>> START TASK DATA
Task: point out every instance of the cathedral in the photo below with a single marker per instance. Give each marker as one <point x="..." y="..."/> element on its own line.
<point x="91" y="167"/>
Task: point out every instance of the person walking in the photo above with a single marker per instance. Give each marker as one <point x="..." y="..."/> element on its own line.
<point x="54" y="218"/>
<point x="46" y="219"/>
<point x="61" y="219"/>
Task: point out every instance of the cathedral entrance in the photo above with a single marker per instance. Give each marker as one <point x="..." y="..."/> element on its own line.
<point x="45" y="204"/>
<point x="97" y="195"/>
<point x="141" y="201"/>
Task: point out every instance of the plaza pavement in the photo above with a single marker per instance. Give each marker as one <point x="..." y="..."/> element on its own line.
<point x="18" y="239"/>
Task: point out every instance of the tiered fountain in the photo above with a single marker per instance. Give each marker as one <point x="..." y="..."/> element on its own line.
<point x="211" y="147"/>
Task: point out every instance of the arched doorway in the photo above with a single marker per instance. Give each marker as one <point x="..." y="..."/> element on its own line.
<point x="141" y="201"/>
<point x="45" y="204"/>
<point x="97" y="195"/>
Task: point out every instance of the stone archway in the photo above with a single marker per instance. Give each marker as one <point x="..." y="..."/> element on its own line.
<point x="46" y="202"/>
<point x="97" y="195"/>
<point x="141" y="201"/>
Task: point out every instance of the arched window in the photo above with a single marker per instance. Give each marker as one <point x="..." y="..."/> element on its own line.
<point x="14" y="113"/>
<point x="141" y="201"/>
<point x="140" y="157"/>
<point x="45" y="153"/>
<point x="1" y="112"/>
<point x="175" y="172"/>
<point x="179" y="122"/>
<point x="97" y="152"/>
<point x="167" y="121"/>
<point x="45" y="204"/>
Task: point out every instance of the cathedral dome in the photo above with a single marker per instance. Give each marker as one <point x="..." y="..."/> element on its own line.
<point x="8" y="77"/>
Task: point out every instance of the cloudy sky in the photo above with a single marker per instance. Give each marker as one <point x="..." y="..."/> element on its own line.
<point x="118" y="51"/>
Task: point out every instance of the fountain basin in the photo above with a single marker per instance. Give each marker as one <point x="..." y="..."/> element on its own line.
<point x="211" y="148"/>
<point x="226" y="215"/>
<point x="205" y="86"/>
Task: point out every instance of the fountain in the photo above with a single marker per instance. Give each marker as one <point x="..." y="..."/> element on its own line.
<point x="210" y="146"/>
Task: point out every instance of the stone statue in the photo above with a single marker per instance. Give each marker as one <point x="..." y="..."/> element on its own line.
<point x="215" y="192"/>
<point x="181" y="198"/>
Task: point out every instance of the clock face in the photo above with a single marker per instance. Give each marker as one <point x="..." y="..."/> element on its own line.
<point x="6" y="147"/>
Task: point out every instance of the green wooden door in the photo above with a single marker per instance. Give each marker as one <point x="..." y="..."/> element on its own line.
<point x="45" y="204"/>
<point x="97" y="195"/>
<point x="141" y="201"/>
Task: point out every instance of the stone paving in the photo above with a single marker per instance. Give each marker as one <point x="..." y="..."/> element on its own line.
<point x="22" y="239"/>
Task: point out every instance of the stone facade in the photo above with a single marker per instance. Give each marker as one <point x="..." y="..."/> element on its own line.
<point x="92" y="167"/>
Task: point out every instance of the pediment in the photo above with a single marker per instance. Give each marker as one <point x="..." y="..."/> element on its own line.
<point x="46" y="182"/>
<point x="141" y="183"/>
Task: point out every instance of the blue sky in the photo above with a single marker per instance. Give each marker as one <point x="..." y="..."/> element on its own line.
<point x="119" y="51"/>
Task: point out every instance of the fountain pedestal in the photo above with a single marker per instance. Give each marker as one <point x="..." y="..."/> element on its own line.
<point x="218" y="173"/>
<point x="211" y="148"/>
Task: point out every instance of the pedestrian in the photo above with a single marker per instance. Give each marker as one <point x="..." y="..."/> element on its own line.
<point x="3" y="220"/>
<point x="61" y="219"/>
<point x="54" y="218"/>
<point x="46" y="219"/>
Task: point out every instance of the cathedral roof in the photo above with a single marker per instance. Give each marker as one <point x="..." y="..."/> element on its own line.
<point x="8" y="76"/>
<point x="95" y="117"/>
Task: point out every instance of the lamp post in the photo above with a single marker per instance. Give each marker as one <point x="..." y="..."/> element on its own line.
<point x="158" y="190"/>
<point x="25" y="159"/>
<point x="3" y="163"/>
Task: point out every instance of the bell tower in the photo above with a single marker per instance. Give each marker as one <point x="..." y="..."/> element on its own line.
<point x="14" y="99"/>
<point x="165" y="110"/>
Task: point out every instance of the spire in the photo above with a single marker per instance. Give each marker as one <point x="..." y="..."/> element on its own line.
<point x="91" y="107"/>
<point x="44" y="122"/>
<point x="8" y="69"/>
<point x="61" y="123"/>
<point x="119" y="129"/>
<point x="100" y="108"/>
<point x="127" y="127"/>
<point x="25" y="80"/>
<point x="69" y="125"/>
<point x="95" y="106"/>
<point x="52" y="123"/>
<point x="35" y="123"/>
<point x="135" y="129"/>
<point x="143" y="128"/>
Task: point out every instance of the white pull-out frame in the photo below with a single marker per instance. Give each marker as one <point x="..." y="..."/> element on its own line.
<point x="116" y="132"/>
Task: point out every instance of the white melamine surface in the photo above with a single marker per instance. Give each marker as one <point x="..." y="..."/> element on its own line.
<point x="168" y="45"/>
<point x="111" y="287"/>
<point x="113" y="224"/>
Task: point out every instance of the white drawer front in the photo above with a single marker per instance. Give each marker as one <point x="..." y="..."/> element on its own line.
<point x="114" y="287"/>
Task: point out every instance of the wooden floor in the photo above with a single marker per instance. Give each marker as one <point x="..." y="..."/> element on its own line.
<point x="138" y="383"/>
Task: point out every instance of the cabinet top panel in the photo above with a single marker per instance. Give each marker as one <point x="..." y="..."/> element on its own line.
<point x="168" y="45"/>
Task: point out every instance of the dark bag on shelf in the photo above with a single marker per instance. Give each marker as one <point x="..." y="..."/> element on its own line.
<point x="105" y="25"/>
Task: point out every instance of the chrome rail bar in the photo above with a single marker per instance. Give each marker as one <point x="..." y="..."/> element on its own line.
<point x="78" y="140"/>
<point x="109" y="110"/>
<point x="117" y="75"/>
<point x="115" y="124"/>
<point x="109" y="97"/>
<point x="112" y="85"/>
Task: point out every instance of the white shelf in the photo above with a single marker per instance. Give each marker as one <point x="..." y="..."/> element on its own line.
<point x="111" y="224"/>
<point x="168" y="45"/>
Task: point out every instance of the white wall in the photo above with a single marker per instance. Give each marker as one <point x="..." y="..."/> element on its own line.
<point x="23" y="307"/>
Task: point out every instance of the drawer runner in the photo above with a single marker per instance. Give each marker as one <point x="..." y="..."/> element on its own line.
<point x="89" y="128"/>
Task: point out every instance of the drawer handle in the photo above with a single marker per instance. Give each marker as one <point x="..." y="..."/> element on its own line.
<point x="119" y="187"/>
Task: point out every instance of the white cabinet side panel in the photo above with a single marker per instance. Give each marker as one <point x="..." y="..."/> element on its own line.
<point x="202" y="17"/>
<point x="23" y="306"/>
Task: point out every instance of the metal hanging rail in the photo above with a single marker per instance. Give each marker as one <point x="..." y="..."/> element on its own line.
>> END TASK DATA
_GIVEN PROBLEM_: Repeat the records above exactly, from the first line to the last.

_OUTPUT FOR THIS EXERCISE_:
Task: point out every instance of the cathedral in the photo below with a single marker per instance. Give each marker as one <point x="..." y="..."/> element on its own line.
<point x="91" y="167"/>
Task: point out every instance of the person walking in the photo above with a single marker per instance. Give each marker as one <point x="..." y="..."/> element on its own line.
<point x="54" y="218"/>
<point x="46" y="219"/>
<point x="61" y="219"/>
Task: point out every instance of the cathedral entrance in the photo above with a single marker per instance. Give each marker as one <point x="..." y="..."/> element on its own line.
<point x="45" y="204"/>
<point x="97" y="195"/>
<point x="141" y="201"/>
Task: point out every instance of the plaza pavement in the photo above with a single marker per instance. Give each marker as one <point x="..." y="..."/> element on its own line.
<point x="18" y="239"/>
Task: point out every instance of the tiered fountain in the photo above with a single marker per instance. Give each marker as one <point x="..." y="..."/> element on its own line.
<point x="211" y="147"/>
Task: point out every instance of the arched doorway in the photo above with a single marker per instance. Give each marker as one <point x="..." y="..."/> element on its own line.
<point x="141" y="201"/>
<point x="45" y="204"/>
<point x="97" y="195"/>
Task: point out every instance of the stone archway in the photo above with a single marker per instance. Give each marker as one <point x="..." y="..."/> element on its own line.
<point x="46" y="202"/>
<point x="97" y="195"/>
<point x="141" y="201"/>
Task: point out every instance of the arched window in the photo above with a single marker per instance. Give each marker as one <point x="..." y="..."/> element on its own line.
<point x="14" y="113"/>
<point x="141" y="201"/>
<point x="140" y="157"/>
<point x="45" y="153"/>
<point x="1" y="112"/>
<point x="175" y="172"/>
<point x="179" y="122"/>
<point x="97" y="152"/>
<point x="167" y="121"/>
<point x="45" y="204"/>
Task: point out every instance of the cathedral dome in the photo above with a single marker per instance. Give each marker as one <point x="..." y="..."/> element on its own line.
<point x="8" y="77"/>
Task: point out every instance of the cloudy sky in the photo above with a single marker per instance. Give each marker as one <point x="..." y="..."/> element on its own line.
<point x="118" y="51"/>
Task: point out every instance of the fountain basin in the photo above with a single marker per instance. Give each marker as one <point x="..." y="..."/> element on its own line.
<point x="211" y="148"/>
<point x="226" y="215"/>
<point x="205" y="86"/>
Task: point out every instance of the fountain in the photo above with a single marker per instance. Give each marker as one <point x="..." y="..."/> element on its own line.
<point x="210" y="146"/>
Task: point out every instance of the stone statue in the photo above with a single marker per instance. Give each marker as one <point x="..." y="..."/> element on its own line.
<point x="215" y="192"/>
<point x="181" y="198"/>
Task: point out every instance of the clock face in the photo above with a single marker per instance. Give each marker as one <point x="..." y="..."/> element on its own line.
<point x="6" y="147"/>
Task: point out every instance of the green wooden door in the photo above with a single marker per instance. Give each marker as one <point x="..." y="..."/> element on its own line.
<point x="45" y="204"/>
<point x="97" y="195"/>
<point x="141" y="201"/>
Task: point out every instance of the stone paving in the photo above with a single marker per instance. Give each marker as one <point x="..." y="..."/> element on its own line.
<point x="22" y="239"/>
Task: point out every instance of the stone facade in the photo above with a single marker per instance. Give each marker as one <point x="..." y="..."/> element on its own line.
<point x="92" y="167"/>
Task: point out every instance of the pediment in the photo above with a single marker per instance. Give each marker as one <point x="..." y="..."/> element on its own line.
<point x="46" y="182"/>
<point x="141" y="183"/>
Task: point out every instance of the blue sky in the photo above with a single marker per instance. Give each marker as one <point x="..." y="..."/> element on its own line.
<point x="119" y="51"/>
Task: point out every instance of the fountain pedestal in the photo above with a single marker per instance. Give each marker as one <point x="..." y="..."/> element on its own line.
<point x="218" y="173"/>
<point x="211" y="148"/>
Task: point out every instance of the pedestrian in the photo above with a single marker per instance. Give each marker as one <point x="..." y="..."/> element on its own line.
<point x="3" y="220"/>
<point x="61" y="219"/>
<point x="54" y="218"/>
<point x="46" y="219"/>
Task: point out every instance of the cathedral roof in the photo above with a single marker per instance. Give each marker as one <point x="..." y="..."/> element on its own line.
<point x="8" y="76"/>
<point x="95" y="117"/>
Task: point out every instance of the lamp post in the photo above with a single marker per instance. Give each marker as one <point x="..." y="..."/> element on its own line.
<point x="158" y="190"/>
<point x="25" y="159"/>
<point x="3" y="163"/>
Task: point out every instance of the bell tower in the photo above with a single marker per instance. Give each marker as one <point x="..." y="..."/> element on its own line.
<point x="14" y="99"/>
<point x="165" y="110"/>
Task: point out every instance of the spire in the photo above with a single marker per instance. Give each marker as one <point x="..." y="..."/> element on its own line.
<point x="91" y="107"/>
<point x="44" y="122"/>
<point x="8" y="69"/>
<point x="61" y="123"/>
<point x="119" y="129"/>
<point x="100" y="108"/>
<point x="127" y="127"/>
<point x="25" y="80"/>
<point x="69" y="125"/>
<point x="95" y="106"/>
<point x="52" y="123"/>
<point x="35" y="123"/>
<point x="135" y="129"/>
<point x="143" y="128"/>
Task: point out every instance of the white pull-out frame in the photo below with a single marker per instance. Give each marker as one <point x="..." y="..."/> element on its own line.
<point x="116" y="132"/>
Task: point out every instance of the white melamine surface in the photo above with a single marker per instance. Give each marker as one <point x="..." y="..."/> element on its own line.
<point x="168" y="45"/>
<point x="111" y="287"/>
<point x="113" y="224"/>
Task: point out every instance of the white drawer front in the photo above with a single marker per instance. Give each marker as one <point x="..." y="..."/> element on its own line.
<point x="114" y="287"/>
Task: point out every instance of the wooden floor in the photo above with a single marker per instance. Give each marker as one <point x="..." y="..."/> element on its own line.
<point x="138" y="383"/>
Task: point out every instance of the cabinet top panel in the photo above with a single marker per instance. Give each marker as one <point x="..." y="..."/> element on its own line.
<point x="168" y="45"/>
Task: point out every instance of the dark bag on shelf in the photo above with a single marker per instance. Give each marker as one <point x="..." y="..."/> element on its own line.
<point x="105" y="25"/>
Task: point out every instance of the chrome rail bar in the photo above with a single marker per instance. Give each marker as one <point x="..." y="..."/> element on its own line.
<point x="78" y="140"/>
<point x="109" y="110"/>
<point x="117" y="75"/>
<point x="115" y="124"/>
<point x="109" y="97"/>
<point x="112" y="85"/>
Task: point out every instance of the white shelf in the photo above with a single marker per instance. Give each marker as one <point x="..." y="..."/> element on its own line.
<point x="111" y="224"/>
<point x="168" y="45"/>
Task: point out every instance of the white wall in the photo above with a single marker per instance. Give each marker as one <point x="..." y="..."/> element on its own line.
<point x="23" y="307"/>
Task: point out every instance of the drawer runner in the photo above with a single marker per instance. Give each marker as one <point x="..." y="..."/> element on its own line.
<point x="89" y="128"/>
Task: point out every instance of the drawer handle in the photo above with a single marker per instance. Give each marker as one <point x="..." y="..."/> element on its own line.
<point x="119" y="187"/>
Task: point out every instance of the white cabinet side panel in the photo above with a single marker per instance. Give each marker as one <point x="..." y="..."/> element on its own line.
<point x="202" y="17"/>
<point x="23" y="306"/>
Task: point out every instance of the metal hanging rail in the photo above with a single marker per instance. Give each marker as one <point x="..." y="..."/> element on its own line.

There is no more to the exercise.